* **TASK ITEM**
Each record is to be repeated exactly as it stands below.

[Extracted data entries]
• • • • •

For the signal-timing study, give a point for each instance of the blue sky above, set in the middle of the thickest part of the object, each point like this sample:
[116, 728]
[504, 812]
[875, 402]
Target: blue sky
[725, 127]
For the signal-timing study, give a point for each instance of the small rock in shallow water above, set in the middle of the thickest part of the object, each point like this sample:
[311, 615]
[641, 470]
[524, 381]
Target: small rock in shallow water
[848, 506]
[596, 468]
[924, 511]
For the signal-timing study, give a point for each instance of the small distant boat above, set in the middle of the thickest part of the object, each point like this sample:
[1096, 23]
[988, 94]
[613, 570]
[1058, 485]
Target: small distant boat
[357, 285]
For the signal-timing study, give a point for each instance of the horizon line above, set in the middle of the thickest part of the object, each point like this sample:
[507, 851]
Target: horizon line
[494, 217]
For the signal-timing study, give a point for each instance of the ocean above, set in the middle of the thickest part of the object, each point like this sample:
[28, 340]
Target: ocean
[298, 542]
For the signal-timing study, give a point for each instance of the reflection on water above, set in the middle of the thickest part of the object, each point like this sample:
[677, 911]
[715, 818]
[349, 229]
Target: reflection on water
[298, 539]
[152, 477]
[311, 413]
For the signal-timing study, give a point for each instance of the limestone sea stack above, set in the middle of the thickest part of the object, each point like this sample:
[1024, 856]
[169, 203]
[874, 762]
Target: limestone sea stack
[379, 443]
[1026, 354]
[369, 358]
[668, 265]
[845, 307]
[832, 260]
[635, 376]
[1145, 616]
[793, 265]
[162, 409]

• • • • •

* **OUTPUT**
For the signal-timing study, give a point for each instance of the blue sky above, set in the middle of the thickest part of the object, each point like this sample:
[116, 728]
[504, 812]
[875, 402]
Target: blue sky
[725, 127]
For the signal-timing study, give a point for each instance of the small rock in shallow water above, set in the middle of the thickest part of the object, each point like this sample:
[311, 615]
[641, 470]
[524, 381]
Target: small rock in shallow water
[848, 506]
[596, 468]
[924, 511]
For the signal-timing study, give a point for each instance of the small distant boat above, set in the middle of the thickest part of the object, each point like this sample:
[1096, 23]
[988, 94]
[613, 570]
[1058, 485]
Target: small distant boat
[357, 285]
For the signal-timing study, give a point for each instance of the horizon line above, set in the middle of the thickest part of the object, each point like this sample:
[507, 851]
Target: horizon line
[494, 217]
For the signal-timing study, give a point for each instance of the ocean above, set in the middle of the thickest part of the object, each point like this sample:
[28, 340]
Target: ocean
[298, 542]
For the signal-timing study, give a point for each instance of the reflection on water above, set in the middle of the thickest part of the object, each point like this sample:
[677, 911]
[715, 818]
[349, 229]
Target: reflection on water
[298, 539]
[152, 477]
[311, 413]
For the signal-timing study, give a point for each instance of the limestone sea stack above, set in the middle of the thickest part of the object, each point like this sample:
[1024, 856]
[169, 203]
[874, 762]
Target: limestone sea stack
[379, 443]
[1026, 354]
[369, 358]
[668, 265]
[845, 307]
[832, 260]
[635, 376]
[1145, 616]
[793, 265]
[162, 409]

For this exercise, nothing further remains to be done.